- **Problem to solve**
Look through the records and copy every line in which "small" appears.

[The input — start]

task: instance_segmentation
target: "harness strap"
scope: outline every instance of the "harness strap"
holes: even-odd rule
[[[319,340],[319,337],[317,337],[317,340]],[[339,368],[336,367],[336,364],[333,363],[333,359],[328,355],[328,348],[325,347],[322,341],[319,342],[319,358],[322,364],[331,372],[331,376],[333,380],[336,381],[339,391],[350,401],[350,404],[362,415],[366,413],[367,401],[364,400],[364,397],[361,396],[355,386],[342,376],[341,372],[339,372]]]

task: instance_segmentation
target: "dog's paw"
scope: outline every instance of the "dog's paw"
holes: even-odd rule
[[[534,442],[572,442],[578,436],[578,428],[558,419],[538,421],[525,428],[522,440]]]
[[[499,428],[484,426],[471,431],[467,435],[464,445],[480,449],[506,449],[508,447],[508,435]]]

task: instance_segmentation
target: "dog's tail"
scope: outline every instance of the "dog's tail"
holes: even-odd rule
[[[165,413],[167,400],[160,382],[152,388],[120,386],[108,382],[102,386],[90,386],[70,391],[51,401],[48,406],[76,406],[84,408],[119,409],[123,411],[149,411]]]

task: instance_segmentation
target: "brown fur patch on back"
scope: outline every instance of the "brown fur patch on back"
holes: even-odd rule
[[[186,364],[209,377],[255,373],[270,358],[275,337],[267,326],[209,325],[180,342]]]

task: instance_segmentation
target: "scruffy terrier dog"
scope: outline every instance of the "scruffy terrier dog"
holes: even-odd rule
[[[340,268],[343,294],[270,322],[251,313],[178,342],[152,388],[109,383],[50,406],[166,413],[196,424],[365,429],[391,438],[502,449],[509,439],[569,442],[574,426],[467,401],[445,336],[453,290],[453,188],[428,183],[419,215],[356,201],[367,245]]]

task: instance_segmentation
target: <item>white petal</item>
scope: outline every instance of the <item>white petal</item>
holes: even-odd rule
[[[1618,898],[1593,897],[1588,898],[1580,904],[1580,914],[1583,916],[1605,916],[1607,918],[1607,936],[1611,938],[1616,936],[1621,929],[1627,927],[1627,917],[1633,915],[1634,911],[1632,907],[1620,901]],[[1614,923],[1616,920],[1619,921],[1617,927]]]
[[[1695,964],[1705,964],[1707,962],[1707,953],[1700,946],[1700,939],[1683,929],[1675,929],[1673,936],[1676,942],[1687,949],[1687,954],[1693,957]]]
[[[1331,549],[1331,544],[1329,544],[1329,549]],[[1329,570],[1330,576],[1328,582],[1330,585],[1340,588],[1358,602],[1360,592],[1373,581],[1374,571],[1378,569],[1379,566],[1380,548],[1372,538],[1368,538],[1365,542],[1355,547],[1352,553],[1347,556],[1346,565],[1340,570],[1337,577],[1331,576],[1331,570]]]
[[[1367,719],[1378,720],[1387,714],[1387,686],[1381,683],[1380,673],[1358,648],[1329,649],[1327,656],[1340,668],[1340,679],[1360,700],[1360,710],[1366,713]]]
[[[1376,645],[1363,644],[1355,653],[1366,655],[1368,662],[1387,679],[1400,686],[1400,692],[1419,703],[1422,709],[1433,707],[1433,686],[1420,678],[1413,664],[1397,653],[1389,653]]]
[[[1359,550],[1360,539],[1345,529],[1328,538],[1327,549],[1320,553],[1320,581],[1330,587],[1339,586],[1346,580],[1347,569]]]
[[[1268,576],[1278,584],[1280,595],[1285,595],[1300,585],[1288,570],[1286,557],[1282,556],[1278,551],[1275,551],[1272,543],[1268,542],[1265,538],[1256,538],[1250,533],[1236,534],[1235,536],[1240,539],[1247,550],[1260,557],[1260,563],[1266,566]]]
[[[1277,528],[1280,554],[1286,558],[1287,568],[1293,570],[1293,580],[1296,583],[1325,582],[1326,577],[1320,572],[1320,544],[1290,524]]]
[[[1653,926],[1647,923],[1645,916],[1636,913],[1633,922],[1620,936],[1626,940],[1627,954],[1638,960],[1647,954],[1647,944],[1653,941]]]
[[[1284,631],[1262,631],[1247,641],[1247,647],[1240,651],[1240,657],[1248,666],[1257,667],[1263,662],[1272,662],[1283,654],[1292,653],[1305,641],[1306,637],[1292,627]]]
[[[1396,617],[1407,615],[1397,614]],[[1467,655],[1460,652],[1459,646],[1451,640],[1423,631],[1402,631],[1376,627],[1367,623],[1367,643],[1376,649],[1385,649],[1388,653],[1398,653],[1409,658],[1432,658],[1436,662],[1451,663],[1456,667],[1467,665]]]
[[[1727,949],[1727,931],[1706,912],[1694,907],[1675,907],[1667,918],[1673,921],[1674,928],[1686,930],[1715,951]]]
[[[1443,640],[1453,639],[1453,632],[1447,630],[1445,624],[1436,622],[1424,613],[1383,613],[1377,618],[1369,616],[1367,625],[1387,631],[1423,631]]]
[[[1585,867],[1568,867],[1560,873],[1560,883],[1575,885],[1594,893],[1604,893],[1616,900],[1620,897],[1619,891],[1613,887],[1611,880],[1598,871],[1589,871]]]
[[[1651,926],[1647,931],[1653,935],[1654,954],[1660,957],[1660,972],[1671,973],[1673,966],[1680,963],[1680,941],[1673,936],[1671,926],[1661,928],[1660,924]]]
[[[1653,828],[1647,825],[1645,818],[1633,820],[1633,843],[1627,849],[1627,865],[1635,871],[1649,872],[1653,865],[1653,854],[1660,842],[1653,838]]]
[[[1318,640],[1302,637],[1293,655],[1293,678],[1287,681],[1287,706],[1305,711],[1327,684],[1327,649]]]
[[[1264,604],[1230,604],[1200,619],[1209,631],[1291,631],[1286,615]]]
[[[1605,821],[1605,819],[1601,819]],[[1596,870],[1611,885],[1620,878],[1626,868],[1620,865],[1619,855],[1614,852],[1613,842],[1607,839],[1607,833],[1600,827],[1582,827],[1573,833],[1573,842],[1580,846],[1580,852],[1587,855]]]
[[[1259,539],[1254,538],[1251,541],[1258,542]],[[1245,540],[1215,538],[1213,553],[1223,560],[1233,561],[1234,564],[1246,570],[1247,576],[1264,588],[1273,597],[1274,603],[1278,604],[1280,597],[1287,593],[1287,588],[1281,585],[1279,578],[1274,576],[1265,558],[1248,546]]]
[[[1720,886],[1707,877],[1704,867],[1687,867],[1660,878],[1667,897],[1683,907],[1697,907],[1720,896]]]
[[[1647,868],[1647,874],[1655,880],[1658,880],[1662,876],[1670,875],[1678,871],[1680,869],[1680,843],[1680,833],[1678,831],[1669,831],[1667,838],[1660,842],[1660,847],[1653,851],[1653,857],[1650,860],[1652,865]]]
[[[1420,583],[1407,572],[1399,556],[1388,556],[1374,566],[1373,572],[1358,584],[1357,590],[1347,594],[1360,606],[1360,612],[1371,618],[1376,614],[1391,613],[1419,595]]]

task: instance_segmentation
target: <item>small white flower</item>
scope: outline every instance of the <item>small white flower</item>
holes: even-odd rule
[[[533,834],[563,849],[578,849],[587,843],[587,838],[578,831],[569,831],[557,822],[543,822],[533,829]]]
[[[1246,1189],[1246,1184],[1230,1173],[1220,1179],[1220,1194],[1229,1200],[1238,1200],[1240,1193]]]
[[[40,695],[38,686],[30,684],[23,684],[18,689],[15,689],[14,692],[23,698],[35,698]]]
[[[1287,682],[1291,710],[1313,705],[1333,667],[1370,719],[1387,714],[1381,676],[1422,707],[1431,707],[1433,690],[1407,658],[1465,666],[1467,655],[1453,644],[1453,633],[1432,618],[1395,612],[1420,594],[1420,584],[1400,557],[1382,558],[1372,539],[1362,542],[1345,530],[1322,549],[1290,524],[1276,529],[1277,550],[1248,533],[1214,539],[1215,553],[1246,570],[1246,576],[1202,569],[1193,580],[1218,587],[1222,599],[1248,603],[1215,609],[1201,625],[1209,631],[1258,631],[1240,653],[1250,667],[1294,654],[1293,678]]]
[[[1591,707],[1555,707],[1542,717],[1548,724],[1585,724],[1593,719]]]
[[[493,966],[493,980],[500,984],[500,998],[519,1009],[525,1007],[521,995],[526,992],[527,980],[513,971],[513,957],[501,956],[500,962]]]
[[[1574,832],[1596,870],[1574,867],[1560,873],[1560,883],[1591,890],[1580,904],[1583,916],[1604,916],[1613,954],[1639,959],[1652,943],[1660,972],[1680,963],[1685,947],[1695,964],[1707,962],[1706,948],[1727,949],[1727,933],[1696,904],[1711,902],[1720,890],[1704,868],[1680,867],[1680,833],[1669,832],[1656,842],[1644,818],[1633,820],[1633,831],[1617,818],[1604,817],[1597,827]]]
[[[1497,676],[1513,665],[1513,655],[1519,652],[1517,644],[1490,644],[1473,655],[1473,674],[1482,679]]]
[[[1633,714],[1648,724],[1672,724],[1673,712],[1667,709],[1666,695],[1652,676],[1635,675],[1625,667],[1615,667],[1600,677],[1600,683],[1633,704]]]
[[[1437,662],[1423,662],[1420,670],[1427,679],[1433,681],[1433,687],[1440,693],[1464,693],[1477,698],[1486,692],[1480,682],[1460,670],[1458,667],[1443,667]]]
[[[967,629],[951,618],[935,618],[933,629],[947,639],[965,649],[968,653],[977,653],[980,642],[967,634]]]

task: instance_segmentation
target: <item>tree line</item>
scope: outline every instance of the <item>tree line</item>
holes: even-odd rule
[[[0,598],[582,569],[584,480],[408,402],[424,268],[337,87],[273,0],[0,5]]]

[The input — finish]

- **The completed task**
target: <item>small white flower</item>
scope: outline every instance of the <item>small white flower</item>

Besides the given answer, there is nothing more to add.